> **EXERCISE OBJECTIVE**
From the entries below, output the line with "fingers in the photo above." and each following line up to and including the line with "woman's nose in the photo above.", exactly as written.

*** Opening THE RECORDS ***

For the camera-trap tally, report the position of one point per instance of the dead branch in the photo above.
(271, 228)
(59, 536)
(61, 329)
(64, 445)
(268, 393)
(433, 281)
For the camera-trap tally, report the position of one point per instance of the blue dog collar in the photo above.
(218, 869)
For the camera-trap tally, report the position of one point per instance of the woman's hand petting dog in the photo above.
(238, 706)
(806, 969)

*** Closing THE RECORDS ***
*** Opening THE RECORDS ***

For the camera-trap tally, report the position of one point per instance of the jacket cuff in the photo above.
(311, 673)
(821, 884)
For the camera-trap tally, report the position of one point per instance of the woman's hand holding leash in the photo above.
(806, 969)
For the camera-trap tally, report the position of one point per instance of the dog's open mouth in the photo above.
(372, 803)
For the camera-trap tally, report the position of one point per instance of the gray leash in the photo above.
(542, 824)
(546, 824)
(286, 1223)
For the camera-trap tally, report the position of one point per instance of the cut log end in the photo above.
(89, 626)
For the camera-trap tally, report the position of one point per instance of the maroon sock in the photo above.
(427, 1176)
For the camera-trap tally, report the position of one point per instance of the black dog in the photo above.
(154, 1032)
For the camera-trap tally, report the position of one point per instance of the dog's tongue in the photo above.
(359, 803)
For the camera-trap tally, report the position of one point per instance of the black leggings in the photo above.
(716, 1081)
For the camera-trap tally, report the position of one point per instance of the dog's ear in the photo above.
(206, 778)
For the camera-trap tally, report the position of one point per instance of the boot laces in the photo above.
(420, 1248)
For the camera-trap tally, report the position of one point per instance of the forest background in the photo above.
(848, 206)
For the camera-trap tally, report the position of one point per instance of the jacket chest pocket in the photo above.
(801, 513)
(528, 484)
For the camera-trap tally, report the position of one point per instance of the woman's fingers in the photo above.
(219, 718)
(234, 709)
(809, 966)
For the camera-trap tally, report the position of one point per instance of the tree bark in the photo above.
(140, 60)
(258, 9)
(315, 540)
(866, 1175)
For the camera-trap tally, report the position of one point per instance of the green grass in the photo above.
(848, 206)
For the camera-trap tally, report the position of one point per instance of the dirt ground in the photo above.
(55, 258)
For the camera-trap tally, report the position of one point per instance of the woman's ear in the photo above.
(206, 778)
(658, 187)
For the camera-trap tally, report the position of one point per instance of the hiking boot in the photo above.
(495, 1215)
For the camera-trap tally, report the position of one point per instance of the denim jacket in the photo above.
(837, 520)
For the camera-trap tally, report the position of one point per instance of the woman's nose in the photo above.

*** Closing THE RECORDS ***
*** Opening THE RECORDS ***

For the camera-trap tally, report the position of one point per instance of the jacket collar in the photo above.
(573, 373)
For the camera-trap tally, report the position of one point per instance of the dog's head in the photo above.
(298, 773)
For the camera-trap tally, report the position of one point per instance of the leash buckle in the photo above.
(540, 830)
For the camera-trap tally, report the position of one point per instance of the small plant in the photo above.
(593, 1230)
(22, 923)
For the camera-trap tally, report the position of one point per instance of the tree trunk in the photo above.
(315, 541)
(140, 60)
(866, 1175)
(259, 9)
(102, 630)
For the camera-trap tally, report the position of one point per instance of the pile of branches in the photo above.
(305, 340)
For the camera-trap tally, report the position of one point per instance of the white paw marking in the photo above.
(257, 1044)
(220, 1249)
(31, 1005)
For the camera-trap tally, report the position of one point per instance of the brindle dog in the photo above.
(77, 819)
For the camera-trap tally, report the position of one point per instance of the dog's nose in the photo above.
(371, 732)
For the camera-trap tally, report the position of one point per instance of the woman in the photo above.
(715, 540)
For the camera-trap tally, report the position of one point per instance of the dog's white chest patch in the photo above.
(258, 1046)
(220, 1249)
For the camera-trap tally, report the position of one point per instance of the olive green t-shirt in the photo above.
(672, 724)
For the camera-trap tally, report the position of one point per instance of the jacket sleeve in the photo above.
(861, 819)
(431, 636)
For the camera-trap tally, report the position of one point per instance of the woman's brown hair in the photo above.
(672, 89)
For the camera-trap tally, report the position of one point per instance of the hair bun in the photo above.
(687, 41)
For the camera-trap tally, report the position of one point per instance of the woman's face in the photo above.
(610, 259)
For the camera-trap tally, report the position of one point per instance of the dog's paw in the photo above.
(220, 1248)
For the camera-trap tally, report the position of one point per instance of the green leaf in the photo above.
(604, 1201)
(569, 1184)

*** Closing THE RECORDS ***

> **SOLUTION FOR THIS EXERCISE**
For the camera-trap tally, report the position of one point per instance of the woman's fingers in the photo above.
(219, 718)
(234, 709)
(809, 966)
For the camera-trap tally, report the position of one point per instance of the tree bark in the photo above.
(140, 60)
(258, 9)
(315, 540)
(866, 1175)
For the camera-trap tally, report the position of one point per instance of the green grass in the photo above.
(848, 206)
For the camera-trap tally, report the position of one point per instance of the dirt ground in the photo above.
(55, 258)
For the camera-trap tally, report the position of one point per instance of the woman's ear in the photo above.
(206, 778)
(658, 187)
For the camera-trap tally, report the position of one point per instance of the hiking boot in the photo above.
(495, 1215)
For the camera-trap tally, report the position of one point per instance of the denim jacket in the photo above.
(837, 520)
For the camera-trap tally, report the position of one point per instance of the woman's nose in the photo above.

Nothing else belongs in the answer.